For reasons that will be discussed later, originality is not a particularly valued commodity in the video game industry. Of course, this doesn’t mean that we should simply settle for rehashes of the same old plots and gameplay structures over and over again. Similar plots breed similar gameplay, and similar gameplay breeds boredom. Maybe one day some ambitious game designer will create the end-all-be-all of Space Marine Versus The Alien games. But until that day, what’s the harm in a little experimentation? Why not a game about infidelity, or about car repair? Games are great at simulating fantastically unreal things that you or I would never experience – why not simulate some things that we experience all the time? Why not view reality through the mirror of video gaming? It may not be fun, but such games would be at the very least interesting, and at the very most would affect the way you look at real life.

shak

Why use a medium for only one purpose?

If I told you that from now on, literature should only be written if it’s deep and surreal and complicated, you’d think I was a pretentious windbag. If I told you that movies should only be made if they’re loud and action-packed and pointless, you’d think I was a simpleton. Why, then, has it become socially acceptable to say that video games should only be entertaining? Or that one can only play games to be entertained?

It’s easy to look at games as a medium of simple entertainment and nothing more. Technologically speaking, the medium has had little opportunity to stretch its legs as a legitimate art form. We’ve only had video games for the past thirty years, and only just recently have they become advanced enough (both in terms of atmosphere and user involvement) to serve a purpose other than being fun. After three continuous decades consisting almost solely of platform-hopping, bug-blasting entertainment, a majority of modern gamers have a hard time considering their virtual pastime anything other than a diversion from the stresses of modern reality.

### Exercise requirements
1) In the essay on video games, list the adjectives used to describe literature and movies in its two "If I told you" sentences.
2) Please transcribe the essay on video games word for word, from "Why use a medium" to "to be entertained?".
The data after this essay is not needed for any of this work.

### Information shown
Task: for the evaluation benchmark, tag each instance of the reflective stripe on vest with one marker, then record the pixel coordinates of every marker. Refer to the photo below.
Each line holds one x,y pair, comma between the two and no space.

### Expected answers
1)
Literature: deep, surreal, complicated
Movies: loud, action-packed, pointless

2)
Why use a medium for only one purpose?

If I told you that from now on, literature should only be written if it’s deep and surreal and complicated, you’d think I was a pretentious windbag. If I told you that movies should only be made if they’re loud and action-packed and pointless, you’d think I was a simpleton. Why, then, has it become socially acceptable to say that video games should only be entertaining? Or that one can only play games to be entertained?